> [Aufgabe]:
Setze den Text über die geplanten Studiengebühren für internationale Studierende in Baden-Württemberg nach seinem letzten Satz fort.

> [Text]:

_ _ _

Die Uni Hohenheim entwickelt zum Beispiel Methoden gegen Bodenerosion- ein gefragtes Feld für Studenten aus Entwicklungsländern. Foto: Kovalenko

Studierende aus Entwicklungsländern sind von den in Baden-Württemberg geplanten Studiengebühren besonders betroffen, warnen Entwicklungspolitiker. Schon jetzt verzeichnet die Uni Hohenheim Absagen in ihren umweltorientierten Studiengängen.

Stuttgart - Wissenschaftler und namhafte Vertreter entwicklungspolitischer Organisationen appellieren an die Wissenschaftsministerin Theresia Bauer (Grüne), das geplante Gesetz zu Studiengebühren für internationale Studierende zurückzunehmen.

_ _ _

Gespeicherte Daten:
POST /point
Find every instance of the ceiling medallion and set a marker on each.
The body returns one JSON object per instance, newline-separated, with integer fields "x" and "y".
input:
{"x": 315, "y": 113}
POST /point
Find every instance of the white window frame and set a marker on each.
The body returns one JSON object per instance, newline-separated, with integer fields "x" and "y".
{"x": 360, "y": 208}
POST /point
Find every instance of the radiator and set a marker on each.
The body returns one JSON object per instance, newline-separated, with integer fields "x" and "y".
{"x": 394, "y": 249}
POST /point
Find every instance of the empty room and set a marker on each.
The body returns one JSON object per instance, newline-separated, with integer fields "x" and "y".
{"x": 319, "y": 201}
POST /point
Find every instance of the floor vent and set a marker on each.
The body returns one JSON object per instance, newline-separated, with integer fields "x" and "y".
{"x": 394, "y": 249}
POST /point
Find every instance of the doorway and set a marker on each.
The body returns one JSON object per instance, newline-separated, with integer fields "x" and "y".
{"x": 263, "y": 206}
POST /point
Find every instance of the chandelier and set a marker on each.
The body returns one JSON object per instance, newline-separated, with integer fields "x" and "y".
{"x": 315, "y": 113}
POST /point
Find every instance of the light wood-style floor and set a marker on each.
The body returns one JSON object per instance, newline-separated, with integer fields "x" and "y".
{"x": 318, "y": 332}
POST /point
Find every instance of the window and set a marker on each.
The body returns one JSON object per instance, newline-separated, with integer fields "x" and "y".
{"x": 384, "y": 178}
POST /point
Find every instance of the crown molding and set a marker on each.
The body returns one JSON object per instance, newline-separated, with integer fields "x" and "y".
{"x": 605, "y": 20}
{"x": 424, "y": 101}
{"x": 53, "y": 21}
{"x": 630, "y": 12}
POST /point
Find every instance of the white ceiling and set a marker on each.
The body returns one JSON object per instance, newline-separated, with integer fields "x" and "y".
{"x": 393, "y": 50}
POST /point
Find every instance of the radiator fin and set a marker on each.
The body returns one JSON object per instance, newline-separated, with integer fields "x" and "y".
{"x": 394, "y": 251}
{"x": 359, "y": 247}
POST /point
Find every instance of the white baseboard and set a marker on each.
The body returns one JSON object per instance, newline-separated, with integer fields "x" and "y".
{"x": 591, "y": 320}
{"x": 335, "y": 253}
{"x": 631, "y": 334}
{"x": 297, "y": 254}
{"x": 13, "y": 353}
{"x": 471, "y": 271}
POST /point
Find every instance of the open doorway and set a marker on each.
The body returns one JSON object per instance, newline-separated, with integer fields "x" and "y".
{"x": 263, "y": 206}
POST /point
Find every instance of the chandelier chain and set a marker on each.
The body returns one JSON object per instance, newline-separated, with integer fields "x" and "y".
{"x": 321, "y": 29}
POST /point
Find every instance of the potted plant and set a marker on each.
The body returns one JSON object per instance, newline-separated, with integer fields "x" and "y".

_ _ _

> [Antwort zur Aufgabe]:
Ab Herbst sollen Studenten aus Nicht-EU-Staaten in Baden-Württemberg 1500 Euro Gebühren pro Semester bezahlen. Das treffe vor allem junge Menschen aus Entwicklungsländern, kritisieren die 50 Unterzeichner des Appells, zu denen Till Wahnbaeck, der Chef der Welthungerhilfe ebenso gehört wie Joachim von Braun, der Direktor des Zentrums für Entwicklungsforschung in Bonn und zahlreiche Professoren der Uni Hohenheim.

„Die Gebühren schaden der Entwicklungszusammenarbeit. Sie stehen im Widerspruch zu den Zielen für nachhaltige Entwicklung und sie sind nicht sozial verträglich“. So fasst die Hohenheimer Professorin Regina Birner die Kritik an dem Vorhaben zusammen.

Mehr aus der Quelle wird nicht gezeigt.